# OBJECTIVES:
A) Summarize the piece on public library reports in two sentences.
B) Carry on the commentary about the Library Futures Programme from the point where it stops.

# READING PASSAGE:
==============================
10. Library services delegated to 'for profit' trusts.
11. Library services delegated to charities who have no experience of running libraries
13. Consultations that are deceitful
14. Incoherent statements by Government or Councils and budgets that are incomprehensible
15. 'Joined up' library services where there is no local accountability.
April 3, 2011
The Library Futures Programme
There is an unwritten rule in the public library service that every report that is published will have no figures in it, commit to no firm observable action and be 84 pages long. There must be 35 reports on the DCMS shelf that conform to those requirements at least since 1998, when I first looked. Reports are a waste of time and money -we don't need them, we need action and improvement
Imagine my astonishment when I opened the Library Future Report. It is true that it contains no comprehensive and understandable figures and no commitment to firm observable action, but miracle of miracles it is only 18 pages long.
Hold the front page because, as I quickly realised it is mysteriously accompanied by one document which is called Appendix 2. And Appendix 2 is - wait for it - 68 pages long! I can't see Appendix 1 and have to suppose that is because it is minus two pages long, and therefore invisible.
The problem with the librarians and officials who write these things is that they simply cannot cope with the idea that there is a public out there.
Anyone in the country, having noticed that public libraries have been in the news and who wonder how those responsible react to what has been said and what they have decided to do about it, will, I'm afraid, not find any answers here.
==============================
# Segmentation labeling items:
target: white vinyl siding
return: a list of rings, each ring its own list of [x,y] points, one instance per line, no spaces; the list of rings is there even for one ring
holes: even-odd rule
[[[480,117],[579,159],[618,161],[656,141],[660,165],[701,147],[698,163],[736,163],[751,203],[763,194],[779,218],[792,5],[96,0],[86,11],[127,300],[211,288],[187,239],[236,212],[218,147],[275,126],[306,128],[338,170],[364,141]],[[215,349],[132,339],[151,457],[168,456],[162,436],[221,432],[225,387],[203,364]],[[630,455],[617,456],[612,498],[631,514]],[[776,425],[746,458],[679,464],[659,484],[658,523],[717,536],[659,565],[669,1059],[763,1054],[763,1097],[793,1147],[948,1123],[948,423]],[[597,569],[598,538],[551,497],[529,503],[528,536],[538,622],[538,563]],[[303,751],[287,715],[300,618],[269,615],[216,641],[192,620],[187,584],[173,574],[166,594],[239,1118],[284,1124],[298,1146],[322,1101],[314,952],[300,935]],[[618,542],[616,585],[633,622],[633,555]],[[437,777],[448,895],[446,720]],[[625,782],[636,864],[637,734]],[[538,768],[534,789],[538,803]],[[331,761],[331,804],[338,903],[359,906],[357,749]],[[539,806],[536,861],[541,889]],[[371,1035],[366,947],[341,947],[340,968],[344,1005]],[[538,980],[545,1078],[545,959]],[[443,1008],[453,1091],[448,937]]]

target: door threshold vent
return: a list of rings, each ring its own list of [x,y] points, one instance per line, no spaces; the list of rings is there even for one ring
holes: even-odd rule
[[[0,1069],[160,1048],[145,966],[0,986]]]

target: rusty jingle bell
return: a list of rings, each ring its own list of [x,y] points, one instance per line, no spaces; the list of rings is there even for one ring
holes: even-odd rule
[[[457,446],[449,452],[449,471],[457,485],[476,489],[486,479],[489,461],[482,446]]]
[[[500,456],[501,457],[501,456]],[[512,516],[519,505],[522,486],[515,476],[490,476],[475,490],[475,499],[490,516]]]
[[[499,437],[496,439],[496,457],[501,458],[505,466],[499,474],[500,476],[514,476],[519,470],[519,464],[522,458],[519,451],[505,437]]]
==============================
# IN RESPONSE:
A) The piece lists problems facing library services, including delegation to for-profit trusts and to charities with no library experience, deceitful consultations, incoherent statements and incomprehensible budgets, and joined-up services without local accountability. It then mocks the Library Future Report, which offers no comprehensive figures or firm commitments and is only 18 pages long but comes with a 68-page Appendix 2, and says that members of the public looking for answers will not find any there.

B)
During the summer, when the Programme was being discussed, we who campaign for improvement, begged and implored the Government and MLA to find out and take note of what people want from their library service, so that when they talk about future improvement, what they concentrate on is what people will want, even when times are austere
Consequently each of the projects described in this report starts out by asking the local authority "What do people want" . I counted eleven times the same question is repeated
The problem is that not one of the councils involved went to any trouble to find that out (even though the MLA had published a reasonable answer to the question in December and several people people published charters that make it plain) and as a consequence the whole 84 page volume is full of the usual tish tosh that we always get from these people about -well - I can't bear to go over it - it's the same old rubbish. Whatever it is, it isn't about what people use and need a library service for.
No surprises - no one really involved their councillors; there is no commitment from councils about what they will do; there are no clear budgets; and all the meetings were lovely and inspiring. It is the same old rubbish and most of the people seem to have been totally taken by surprise by the cuts that came with the Comprehensive Spending Review in December : as if they never read a newspaper. No wonder they all think they haven't had time to respond. they had their eyes and ears shut. None of them offers an explanation of why so many libraries are being closed in some places and not others and why the local people are so cross and angry about it.
Even Westminster, Chelsea and Hammersmith - where the commitment to join forces has come from the very top of the councils - could not produce a coherent statement of their budget - which I can reveal is almost £30m per annum - a ludicrously large amount to run just 25 libraries. They only identify £1.5m savings and I'll tell you for nothing that I could find £5m in an hours work without shutting a library or reducing a book fund. I bet I could find £10m annual savings in a day with all the figures. The cost of Kensington and Chelsea library service on its own is a joke which many of us have laughed at for years. Hammersmith is almost as bad.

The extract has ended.